*EXERCISE PROMPT:* Copy out all of the material below, swapping every "Query" for "Label" and leaving everything else unchanged. Omit the pictures from your answer.

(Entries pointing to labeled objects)
--- Begin ---
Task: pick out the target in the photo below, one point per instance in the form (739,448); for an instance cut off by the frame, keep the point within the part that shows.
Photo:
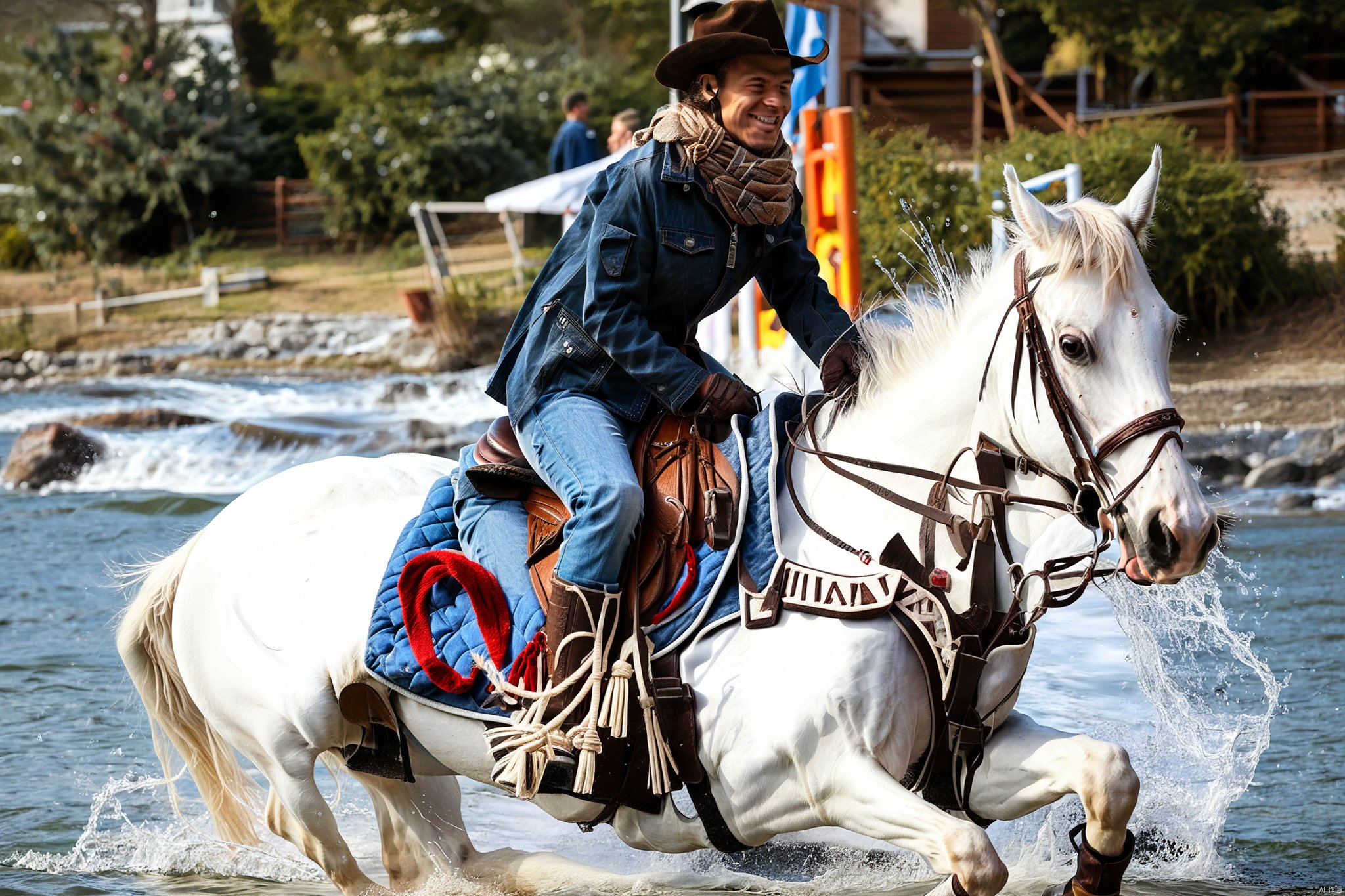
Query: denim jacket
(649,257)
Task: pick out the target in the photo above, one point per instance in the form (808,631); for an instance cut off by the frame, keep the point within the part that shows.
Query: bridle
(1087,484)
(1087,472)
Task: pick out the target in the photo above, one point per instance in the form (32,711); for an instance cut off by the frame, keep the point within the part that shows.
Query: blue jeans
(493,531)
(583,450)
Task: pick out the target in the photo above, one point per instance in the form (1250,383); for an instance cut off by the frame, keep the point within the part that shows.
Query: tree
(346,27)
(1200,47)
(115,136)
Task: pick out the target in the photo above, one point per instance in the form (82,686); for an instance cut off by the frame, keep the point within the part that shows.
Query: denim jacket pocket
(613,249)
(686,241)
(571,343)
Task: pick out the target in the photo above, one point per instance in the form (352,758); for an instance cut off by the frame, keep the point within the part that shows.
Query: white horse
(244,637)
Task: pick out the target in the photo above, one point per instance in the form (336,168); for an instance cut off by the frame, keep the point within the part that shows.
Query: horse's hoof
(558,777)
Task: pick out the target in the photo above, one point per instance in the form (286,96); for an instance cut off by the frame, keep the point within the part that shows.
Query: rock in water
(1279,471)
(142,418)
(50,453)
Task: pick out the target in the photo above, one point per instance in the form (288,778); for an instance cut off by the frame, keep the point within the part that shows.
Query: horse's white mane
(1093,237)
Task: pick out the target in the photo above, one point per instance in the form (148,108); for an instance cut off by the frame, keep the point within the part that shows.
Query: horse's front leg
(870,801)
(1028,766)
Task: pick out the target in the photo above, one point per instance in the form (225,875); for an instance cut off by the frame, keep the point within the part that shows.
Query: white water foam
(112,842)
(263,426)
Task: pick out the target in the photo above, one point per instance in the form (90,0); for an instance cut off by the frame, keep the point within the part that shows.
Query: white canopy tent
(558,194)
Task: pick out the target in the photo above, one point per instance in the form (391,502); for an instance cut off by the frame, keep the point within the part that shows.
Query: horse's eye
(1074,347)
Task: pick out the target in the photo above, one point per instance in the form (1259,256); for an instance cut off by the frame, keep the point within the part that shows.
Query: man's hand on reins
(716,400)
(841,366)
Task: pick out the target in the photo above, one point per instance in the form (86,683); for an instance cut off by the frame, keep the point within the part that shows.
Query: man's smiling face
(755,100)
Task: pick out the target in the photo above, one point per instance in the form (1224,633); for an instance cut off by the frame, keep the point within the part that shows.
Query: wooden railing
(1256,124)
(283,211)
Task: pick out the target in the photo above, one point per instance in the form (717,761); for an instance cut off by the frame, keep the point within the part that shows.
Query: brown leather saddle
(690,496)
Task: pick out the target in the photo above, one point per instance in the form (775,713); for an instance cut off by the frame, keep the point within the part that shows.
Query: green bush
(914,188)
(15,249)
(1218,249)
(286,112)
(455,133)
(120,141)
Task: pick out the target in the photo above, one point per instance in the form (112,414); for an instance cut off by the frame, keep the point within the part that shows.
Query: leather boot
(1095,875)
(565,616)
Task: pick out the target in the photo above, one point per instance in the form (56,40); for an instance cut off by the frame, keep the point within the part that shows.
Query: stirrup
(558,777)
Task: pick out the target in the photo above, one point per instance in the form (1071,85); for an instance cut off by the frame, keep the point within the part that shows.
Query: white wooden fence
(211,285)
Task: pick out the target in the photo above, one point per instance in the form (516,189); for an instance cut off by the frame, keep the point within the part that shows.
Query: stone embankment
(269,341)
(1302,461)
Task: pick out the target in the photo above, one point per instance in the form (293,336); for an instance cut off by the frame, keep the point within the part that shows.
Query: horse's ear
(1138,206)
(1038,223)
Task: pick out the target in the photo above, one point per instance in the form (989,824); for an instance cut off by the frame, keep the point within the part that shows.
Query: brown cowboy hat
(738,28)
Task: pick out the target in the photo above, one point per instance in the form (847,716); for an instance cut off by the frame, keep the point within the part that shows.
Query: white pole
(833,92)
(516,253)
(747,327)
(1074,182)
(676,35)
(210,288)
(715,335)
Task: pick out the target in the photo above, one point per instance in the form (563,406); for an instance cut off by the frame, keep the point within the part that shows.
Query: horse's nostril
(1162,544)
(1211,540)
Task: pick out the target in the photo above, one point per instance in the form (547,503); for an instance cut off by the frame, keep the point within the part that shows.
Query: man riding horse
(606,339)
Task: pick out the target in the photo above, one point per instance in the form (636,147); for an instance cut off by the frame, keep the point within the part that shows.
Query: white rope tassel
(617,703)
(584,736)
(661,757)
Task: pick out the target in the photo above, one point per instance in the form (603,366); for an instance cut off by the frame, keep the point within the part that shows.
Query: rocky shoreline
(1302,461)
(271,343)
(1301,464)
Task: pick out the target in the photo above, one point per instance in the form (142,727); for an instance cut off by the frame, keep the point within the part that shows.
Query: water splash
(112,842)
(1199,731)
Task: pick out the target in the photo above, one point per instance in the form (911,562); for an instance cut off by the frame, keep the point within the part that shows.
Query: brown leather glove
(716,400)
(841,366)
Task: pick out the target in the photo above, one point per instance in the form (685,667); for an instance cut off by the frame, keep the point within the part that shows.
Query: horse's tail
(144,640)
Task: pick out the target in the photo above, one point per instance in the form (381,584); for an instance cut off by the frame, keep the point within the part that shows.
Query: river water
(1224,689)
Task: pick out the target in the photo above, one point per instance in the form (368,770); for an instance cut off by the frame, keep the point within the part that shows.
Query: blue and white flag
(805,30)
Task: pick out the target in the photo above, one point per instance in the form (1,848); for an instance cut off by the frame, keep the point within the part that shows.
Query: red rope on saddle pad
(413,589)
(680,598)
(525,664)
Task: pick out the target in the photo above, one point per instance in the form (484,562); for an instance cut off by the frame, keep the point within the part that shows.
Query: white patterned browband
(827,594)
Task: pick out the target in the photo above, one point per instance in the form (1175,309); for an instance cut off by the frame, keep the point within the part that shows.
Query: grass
(326,282)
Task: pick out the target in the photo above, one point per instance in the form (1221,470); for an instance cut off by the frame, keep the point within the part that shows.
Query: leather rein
(1086,484)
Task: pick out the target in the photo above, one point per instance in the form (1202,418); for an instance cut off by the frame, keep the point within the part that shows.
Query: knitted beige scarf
(753,190)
--- End ---
*OUTPUT OF THE EXERCISE:*
Task: pick out the target in the photo below, one point per instance in the form (739,448); for an instance cut off by the frame, keep the point within the part that shows.
Photo:
Label: denim jacket
(649,257)
Task: pick out the target in the photo above, one point per instance in the form (808,631); for an instance cut off by the frame, keep the point within the part that shows.
Label: bridle
(1087,484)
(1087,472)
Task: pick out the target in the photo above, one point per instance in the form (32,711); for an instance cut off by the frame, keep the point within the part that shows.
Label: blue jeans
(493,531)
(583,450)
Task: pick out the target in the photo above, one point per instance in the form (1250,383); for an instance cut off by the frame, keep the point within the part that shows.
Label: tree
(346,27)
(1200,47)
(115,136)
Task: pick out the target in the photo above, one point per instance in the form (82,686); for an instance cut off by the frame, keep the point within the part that shows.
Label: denim jacket pocket
(613,249)
(686,241)
(571,343)
Task: pick out the target in the photo above, one point per instance in the form (352,758); for an instance cut off by the frame, keep the point within the part that shows.
Label: white horse
(244,637)
Task: pick out the target in the photo above, one point per instance in the form (336,168); for an instance cut off by the frame, keep the point within the part that shows.
Label: horse's hoof
(558,777)
Task: pick out the target in the photo above, one point per instance in the form (286,96); for an instance cut off by the frame, keep the point within the part that shows.
Label: rock in water
(1279,471)
(142,418)
(50,453)
Task: pick out the target in the photo above, one point per instance in the form (288,778); for an instance cut off by the frame, keep the point within the part that shows.
Label: horse's white mane
(1093,237)
Task: pick out the target in the photo above, one point per instance in the form (148,108); for an instance cut off by the frame, keep the point within the part that shows.
Label: horse's front leg
(870,801)
(1028,766)
Task: pick out the target in the photo above, one point per instance in the form (225,875); for an instance cut off by the frame, keep the point within the part that shows.
Label: white water foam
(112,842)
(263,426)
Task: pick out the target in the photo above, one point per instance in the form (90,0); for an instance cut off by the frame, keep the point within the part that shows.
Label: white canopy tent
(558,194)
Task: pick out the target in the photo above, one point per instance in the form (391,502); for an instance cut off by the frame, keep the point within the part that shows.
Label: horse's eye
(1074,347)
Task: pick out the target in the photo above, one point per instance in the form (1259,256); for an instance cut off by the frame, keep the point within the part that shows.
Label: man's hand on reins
(716,400)
(841,366)
Task: pick out the target in the photo above, one point per instance in the form (86,683); for an instance cut off by the frame, keep the point within the part that shows.
Label: man's smiling face
(755,100)
Task: pick out the target in the photo above, one point per instance in the form (1224,633); for an instance cut off by the frame, keep the point within the part that shows.
Label: wooden railing
(1256,124)
(283,211)
Task: pick out the target in the photo above, one point per instance in the form (717,761); for an instance cut off by the frame, keep the point within the part that shows.
Label: brown leather saddle
(690,496)
Task: pick out the target in the photo above, one point per instance in the form (775,713); for an instance cut off by the frame, keep the point within the part that shows.
Label: green bush
(914,188)
(15,249)
(1218,249)
(286,112)
(455,133)
(120,141)
Task: pick out the target in the photo above, one point per instance in the form (112,414); for an instance cut off by the frame, keep the point within the part that shows.
Label: leather boot
(1095,875)
(565,616)
Task: pick out the target in the photo above, one point per instance in the form (56,40); for an instance cut off by the frame, keep the point within the part that shows.
Label: stirrup
(558,777)
Task: pick out the target in the photo above, one point per instance in the form (1071,85); for an instance cut off by the frame, keep the point within the part that shows.
Label: white wooden fence
(211,285)
Task: pick out the target in the photo above, one point per instance in the form (516,189); for an instance cut off by the frame, keep the point within the part that shows.
Label: stone embankment
(269,341)
(1302,461)
Task: pick out the target in the photo above, one point per instance in the form (293,336); for an instance cut off by the frame, keep the point within the part that shows.
Label: horse's ear
(1138,206)
(1038,223)
Task: pick out the target in the photo above, one point per instance in the form (989,824); for an instance cut off by the frame, keep the point within the part that shows.
Label: brown cowboy hat
(738,28)
Task: pick out the target in the photo above, one point per instance in the form (847,716); for an instance cut off by the frame, keep the point within the part that shows.
Label: white pole
(833,92)
(516,253)
(747,327)
(1074,182)
(676,35)
(210,288)
(715,335)
Task: pick out the target in the photo above, one point per instance in the form (563,406); for an instance cut off by the frame, keep the point within the part that shows.
Label: horse's nostril
(1162,544)
(1211,540)
Task: pick out the target in the photo above, one point per instance in the form (547,503); for an instance cut off by the frame, keep the point within the part that shows.
Label: man riding horse
(606,339)
Task: pick out the target in the photo above, one point per instance in the form (636,147); for an instance cut off by the frame, keep the point within the part that shows.
Label: white rope tassel
(617,703)
(584,736)
(661,757)
Task: pick out the target in the photo above, one point per instance in the form (603,366); for an instance cut off by the frame, keep the point within the part that shows.
Label: rocky shoreline
(1302,461)
(271,343)
(1301,464)
Task: pick out the target in the photo above, one point per instance in the form (142,727); for an instance cut off by the frame, keep the point within the part that shows.
Label: water splash
(112,842)
(1199,731)
Task: pick out the target in the photo above, one point per instance in the form (911,562); for an instance cut off by the frame, keep the point within the part that shows.
Label: brown leather glove
(716,400)
(841,366)
Task: pick out the target in the photo above, one point per instance in the form (685,667); for an instance cut off by the frame, keep the point within the part that shows.
Label: horse's tail
(144,640)
Task: pick out the target in the photo above, one point per instance in the form (381,584); for an instance cut off by the frame, keep the point within the part that shows.
Label: river water
(1224,689)
Task: pick out the target in the photo above, one point per instance in the form (368,770); for an instance cut off by the frame, keep the point within the part that shows.
Label: blue and white flag
(805,30)
Task: pick out the target in the photo above, one point per instance in the form (1,848); for an instance cut off by the frame, keep the point within the part that shows.
Label: red rope on saddle pad
(413,589)
(680,598)
(525,664)
Task: pick out the target in the photo above, one point per instance in the form (484,562); for an instance cut off by the frame, keep the point within the part that shows.
Label: white patterned browband
(827,594)
Task: pick out the target in the photo above, one point per instance in the form (1175,309); for an instance cut off by the frame, keep the point within the part that shows.
Label: grass
(326,282)
Task: pick out the target in the photo above, one point per instance in the form (1221,470); for an instance cut off by the frame, keep the point within the part that shows.
Label: leather rein
(1086,484)
Task: pick out the target in the photo above, one point per instance in the form (1202,418); for an instance cut off by the frame, keep the point within the part that shows.
Label: knitted beige scarf
(753,190)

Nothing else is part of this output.